**Data to use**

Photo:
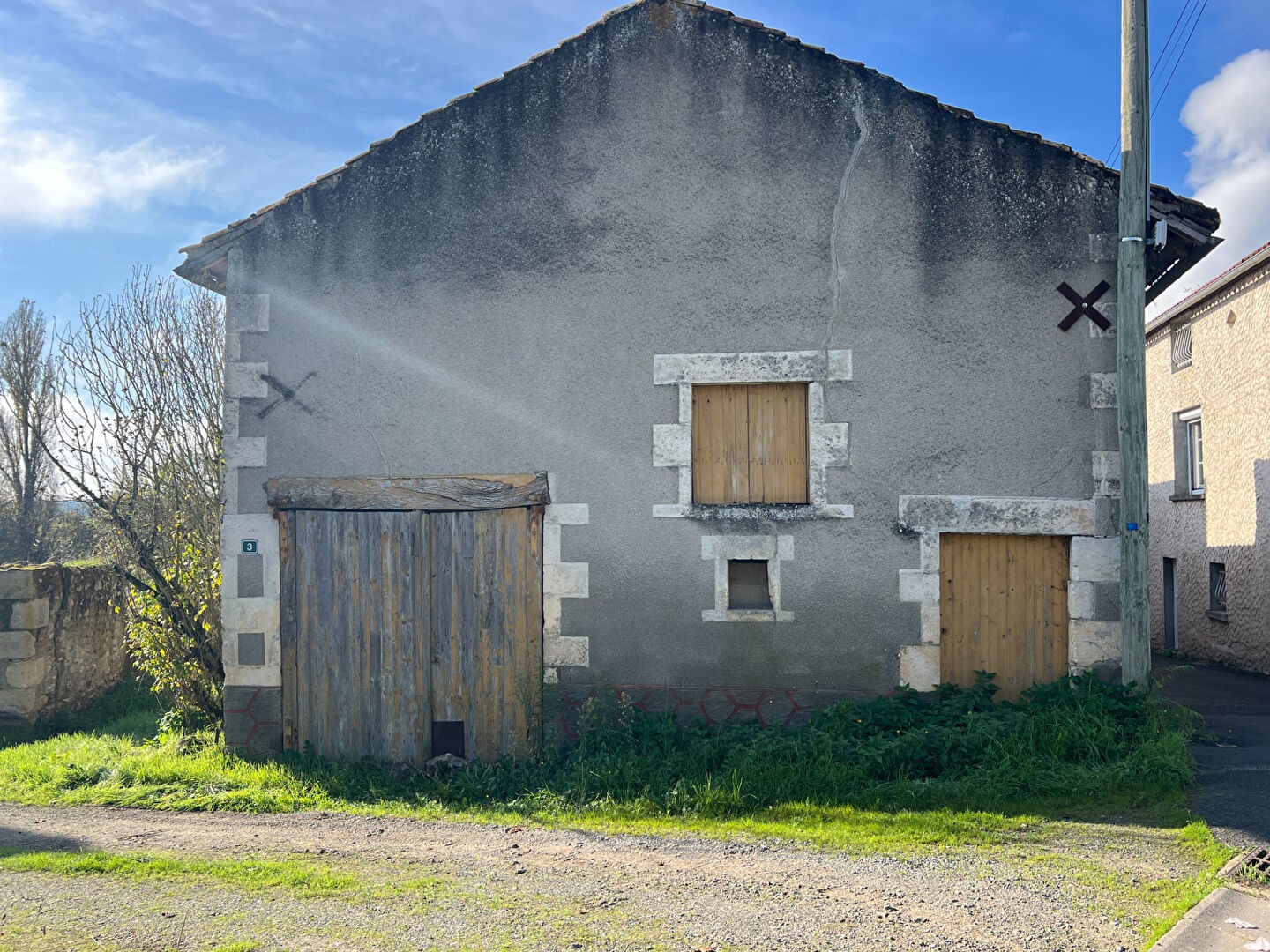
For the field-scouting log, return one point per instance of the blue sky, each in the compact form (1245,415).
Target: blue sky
(131,127)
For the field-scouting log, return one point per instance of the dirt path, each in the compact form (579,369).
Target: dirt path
(435,885)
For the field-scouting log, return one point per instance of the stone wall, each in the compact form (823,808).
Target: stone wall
(61,641)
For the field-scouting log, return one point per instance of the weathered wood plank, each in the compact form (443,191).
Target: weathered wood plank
(407,493)
(442,616)
(288,628)
(464,672)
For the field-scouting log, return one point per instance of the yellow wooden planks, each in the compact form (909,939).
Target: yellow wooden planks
(750,443)
(1004,609)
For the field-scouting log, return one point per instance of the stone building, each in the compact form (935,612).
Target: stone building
(818,374)
(1208,428)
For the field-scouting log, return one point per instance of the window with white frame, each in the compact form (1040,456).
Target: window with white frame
(1189,455)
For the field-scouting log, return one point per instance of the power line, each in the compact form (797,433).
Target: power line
(1177,63)
(1165,55)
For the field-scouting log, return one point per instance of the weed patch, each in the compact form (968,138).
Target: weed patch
(897,770)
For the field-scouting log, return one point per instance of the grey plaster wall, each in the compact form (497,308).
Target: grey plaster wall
(485,294)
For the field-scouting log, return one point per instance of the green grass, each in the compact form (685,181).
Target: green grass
(884,775)
(898,775)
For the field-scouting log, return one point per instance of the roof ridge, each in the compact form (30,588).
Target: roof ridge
(1209,287)
(213,242)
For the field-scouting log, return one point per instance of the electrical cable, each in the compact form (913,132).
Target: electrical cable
(1184,14)
(1177,63)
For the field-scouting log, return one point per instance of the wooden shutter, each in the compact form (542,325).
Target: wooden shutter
(750,443)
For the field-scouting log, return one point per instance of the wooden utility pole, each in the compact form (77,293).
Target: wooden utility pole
(1131,339)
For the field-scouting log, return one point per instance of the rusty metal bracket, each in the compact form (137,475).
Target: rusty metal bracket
(1084,306)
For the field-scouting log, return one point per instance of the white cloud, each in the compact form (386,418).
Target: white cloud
(1229,164)
(57,178)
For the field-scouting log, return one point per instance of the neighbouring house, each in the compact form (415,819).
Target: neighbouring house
(1208,429)
(686,358)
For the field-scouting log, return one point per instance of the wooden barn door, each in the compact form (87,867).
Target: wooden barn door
(1004,608)
(407,631)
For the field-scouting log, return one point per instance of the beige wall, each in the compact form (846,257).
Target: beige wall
(1229,380)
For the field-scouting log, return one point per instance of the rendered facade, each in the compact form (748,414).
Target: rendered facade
(775,326)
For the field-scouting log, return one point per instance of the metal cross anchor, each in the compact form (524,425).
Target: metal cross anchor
(285,394)
(1084,306)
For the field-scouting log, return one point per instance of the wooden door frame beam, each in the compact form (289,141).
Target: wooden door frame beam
(433,494)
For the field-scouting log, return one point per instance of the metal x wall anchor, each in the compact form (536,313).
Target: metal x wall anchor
(1084,306)
(285,394)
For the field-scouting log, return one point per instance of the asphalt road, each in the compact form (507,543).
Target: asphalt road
(1233,791)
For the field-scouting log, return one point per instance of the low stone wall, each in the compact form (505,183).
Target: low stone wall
(61,641)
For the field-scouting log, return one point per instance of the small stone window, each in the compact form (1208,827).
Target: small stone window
(1217,591)
(1180,348)
(748,585)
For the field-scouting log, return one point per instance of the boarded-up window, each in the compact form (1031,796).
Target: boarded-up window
(750,443)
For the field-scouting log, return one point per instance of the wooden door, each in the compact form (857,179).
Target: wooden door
(1004,609)
(397,625)
(487,628)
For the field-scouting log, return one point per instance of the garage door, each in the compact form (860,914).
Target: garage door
(1004,609)
(412,634)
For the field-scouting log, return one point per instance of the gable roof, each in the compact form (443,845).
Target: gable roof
(1191,222)
(1244,267)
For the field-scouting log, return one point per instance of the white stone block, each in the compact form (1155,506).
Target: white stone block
(920,666)
(550,545)
(566,514)
(1091,643)
(752,367)
(831,443)
(26,674)
(566,580)
(1095,559)
(909,584)
(1102,391)
(550,616)
(19,703)
(929,553)
(244,450)
(931,629)
(672,444)
(1106,473)
(245,380)
(840,366)
(247,312)
(836,510)
(1005,516)
(573,651)
(16,645)
(239,614)
(1080,599)
(253,675)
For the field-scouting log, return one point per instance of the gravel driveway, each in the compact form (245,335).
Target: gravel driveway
(437,885)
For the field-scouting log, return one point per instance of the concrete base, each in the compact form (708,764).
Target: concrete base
(253,718)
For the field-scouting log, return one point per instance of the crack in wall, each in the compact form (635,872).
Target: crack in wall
(836,230)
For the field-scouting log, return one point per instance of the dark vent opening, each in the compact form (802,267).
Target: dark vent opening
(747,584)
(447,738)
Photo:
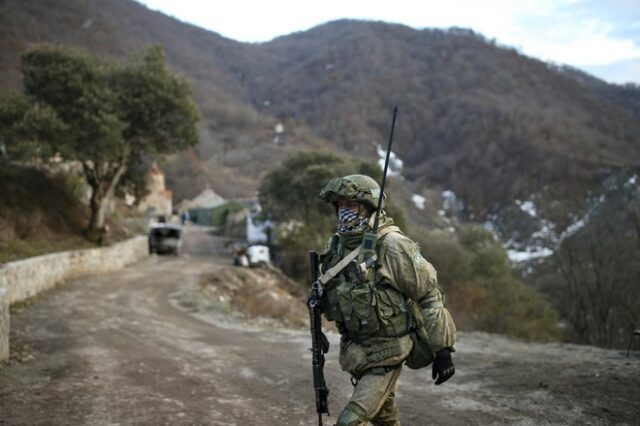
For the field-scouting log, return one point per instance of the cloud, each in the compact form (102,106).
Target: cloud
(580,33)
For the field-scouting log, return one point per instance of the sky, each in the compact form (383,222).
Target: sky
(601,37)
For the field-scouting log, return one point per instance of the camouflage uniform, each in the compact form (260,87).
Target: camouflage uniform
(372,307)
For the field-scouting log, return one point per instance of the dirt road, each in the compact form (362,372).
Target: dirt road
(141,347)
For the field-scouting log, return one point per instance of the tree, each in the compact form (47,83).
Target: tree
(24,126)
(114,114)
(599,267)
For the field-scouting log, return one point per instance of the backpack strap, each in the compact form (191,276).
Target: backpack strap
(338,267)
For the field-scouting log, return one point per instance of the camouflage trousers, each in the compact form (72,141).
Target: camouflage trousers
(373,400)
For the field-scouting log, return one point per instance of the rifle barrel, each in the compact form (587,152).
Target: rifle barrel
(384,173)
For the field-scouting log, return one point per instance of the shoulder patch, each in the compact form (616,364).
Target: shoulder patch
(417,258)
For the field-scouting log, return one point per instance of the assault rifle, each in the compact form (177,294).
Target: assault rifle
(319,342)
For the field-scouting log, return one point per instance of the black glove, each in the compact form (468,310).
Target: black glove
(443,368)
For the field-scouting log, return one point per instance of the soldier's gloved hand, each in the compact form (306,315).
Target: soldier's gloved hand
(443,367)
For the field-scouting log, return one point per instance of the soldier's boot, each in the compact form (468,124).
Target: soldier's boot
(352,415)
(388,414)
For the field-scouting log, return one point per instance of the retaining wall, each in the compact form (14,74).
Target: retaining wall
(26,278)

**Required work**
The reply must hold every line above exactly as written and none of the pictures.

**Result**
Photo:
For the field-scouting log, return one point per instance of the blue sky, each in the compact form (1245,415).
Target: blue sky
(131,127)
For the field-scouting log, return one point per instance of the dirt path, each in the compact form (579,369).
Target: dirt path
(435,885)
For the field-scouting log, return one point per instance of the stone wall, each in the compact form (823,808).
Target: stone wall
(61,641)
For the field-scouting log, return one point per instance of the weathered wood plank, each in the compact form (443,191).
Target: weathered wood plank
(407,493)
(442,616)
(288,628)
(464,672)
For the field-scouting log, return one point per instance of the yellow wooden planks, each in the compact form (909,939).
Target: yellow wooden planks
(750,443)
(1004,609)
For the field-scouting log, return one point per instance of the stone building, each in the compact form (935,612).
Target: stone building
(818,374)
(1208,428)
For the field-scouting log, return one point per instance of the window with white frame, each in the compact form (1040,456).
Target: window with white frame
(1189,455)
For the field-scouting log, return one point per instance of the power line, each in the compact form (797,433).
Target: power line
(1177,63)
(1165,55)
For the field-scouting log, return one point per instance of the weed patch, each in the compact form (968,138).
Target: weed patch
(897,770)
For the field-scouting log, return one point per instance of the grey plaster wall, each in the compact form (497,308).
Target: grey plaster wall
(485,294)
For the field-scouting log, return one point per instance of the green grass, each in the compact form (685,181).
Target: green grass
(884,775)
(898,775)
For the field-scouting log, return one point per instance of the roof ridge, each in the compact form (30,588).
Target: roof ridge
(1209,287)
(213,242)
For the field-scouting log, return one point per instance of the electrical cable, each in the compact form (913,132).
Target: electrical cable
(1184,14)
(1177,63)
For the field-scouting log, return one point per instance of the wooden shutter, each in the compact form (542,325).
Target: wooden shutter
(750,443)
For the field-scouting log, return one point per instance of the wooden utility pole, each in the compact form (77,293).
Target: wooden utility pole
(1131,339)
For the field-scouting log, return one point per instance of the rusty metal bracket, each in the compact form (137,475).
Target: rusty metal bracket
(1084,306)
For the field-scouting log, return one point per instance of the white cloud, each in the compact form (386,418).
Target: white cloud
(1229,164)
(57,178)
For the field-scouting log, return one point per instance of the neighbouring house, each in the compact form (415,819).
Target: neighbouring house
(1208,429)
(686,358)
For the field-scouting log, return one point per instance of the wooden barn door, each in the compact form (87,867).
Target: wooden barn door
(1004,608)
(407,631)
For the field-scouting log, return one point per instance of the beige wall, each in the compact form (846,257).
Target: beige wall
(1229,380)
For the field-scouting log, return one point per instance of the rendered facade, each in the compact form (748,414).
Target: rendered facade
(775,326)
For the field-scouting log, return one point per instance of the metal cross anchor, each in the compact form (524,425).
Target: metal cross anchor
(285,394)
(1084,306)
For the field-scouting log, return one point per instance of the wooden door frame beam, each in the compact form (289,141).
Target: wooden door frame beam
(433,494)
For the field-scouting log, return one point per instance of the metal x wall anchor, each in the compact form (536,313).
Target: metal x wall anchor
(1084,306)
(285,394)
For the field-scouting log, return one point per instance of the asphalt road, each in the compact form (507,543).
Target: asphalt road
(1233,791)
For the field-scouting log, return one point per instance of the low stone wall, each in the compact form (505,183).
Target: low stone wall
(61,641)
For the field-scouting log, return one point per instance of the small stone window, each in the compact form (1208,827).
Target: small stone window
(1217,591)
(1180,348)
(748,585)
For the field-scouting log, return one point per instance of the boarded-up window, each in the compact form (1031,796).
Target: boarded-up window
(750,443)
For the field-scouting log, return one point per instance of the wooden door, each in the compact form (857,179).
Target: wooden door
(1004,609)
(397,625)
(487,628)
For the field-scouting log, return one point per instance of the garage door, each in the compact form (860,914).
Target: garage door
(1004,609)
(412,634)
For the field-scouting log, return one point per instance of the gable roof, each in the compact form (443,845).
Target: gable roof
(1191,222)
(1244,267)
For the field-scouting log, return one point per instance of the white stone block, each in the compact form (1155,506).
Target: white stone block
(920,666)
(550,545)
(566,514)
(1091,643)
(752,367)
(831,443)
(26,674)
(566,580)
(1095,559)
(909,584)
(1102,391)
(550,616)
(19,703)
(929,553)
(244,450)
(931,629)
(672,444)
(1106,473)
(245,380)
(840,366)
(247,312)
(836,510)
(1005,516)
(573,651)
(16,645)
(239,614)
(1080,599)
(253,675)
For the field-scouting log, return one point per instance of the gravel driveway, each in the compact form (245,335).
Target: gravel driveway
(437,885)
For the field-scouting log, return one point per instance of the concrete base, each in the compact form (708,764).
Target: concrete base
(253,718)
For the field-scouting log, return one point per instance of the crack in wall, each in the compact form (635,872).
Target: crack in wall
(836,230)
For the field-scouting log, return one point per instance of the dark vent opening, each in the compact form (802,267).
Target: dark vent opening
(747,584)
(447,738)
Photo:
For the field-scouting log, return one point per instance of the cloud, each in the compact form (102,106).
Target: cloud
(580,33)
For the field-scouting log, return one point per instance of the sky, each in the compact form (383,222).
Target: sky
(601,37)
For the field-scouting log, return one point per instance of the camouflage uniform, each in the compact form (260,87).
Target: camouflage uniform
(372,307)
For the field-scouting log, return one point per instance of the dirt road, each in the compact form (362,372).
Target: dirt road
(141,347)
For the field-scouting log, return one point per instance of the tree, each in the compact form (47,83).
Target: tree
(24,126)
(114,114)
(599,267)
For the field-scouting log, return one point per instance of the backpack strap, each in the compact form (191,276).
Target: backpack strap
(338,267)
For the field-scouting log, return one point per instance of the camouflage trousers, each in the compact form (72,141).
Target: camouflage trousers
(373,400)
For the field-scouting log, return one point per instance of the rifle barrel, each in the compact form (587,152).
Target: rifle barrel
(384,173)
For the field-scouting log, return one point per instance of the shoulder patch, each in the compact form (616,364).
Target: shoulder patch
(417,258)
For the field-scouting log, return one point per instance of the assault rifle, each in the compact form (177,294).
Target: assault rifle
(319,342)
For the field-scouting log, return one point per instance of the black glove, each in the compact form (468,310).
Target: black glove
(443,368)
For the field-scouting log, return one point per instance of the soldier's gloved hand, each in the compact form (306,315).
Target: soldier's gloved hand
(443,367)
For the field-scouting log, return one point per instance of the soldier's boot, each in the compact form (468,124).
Target: soldier's boot
(352,415)
(388,414)
For the field-scouting log, return one point per instance of the retaining wall, each in the compact form (14,74).
Target: retaining wall
(26,278)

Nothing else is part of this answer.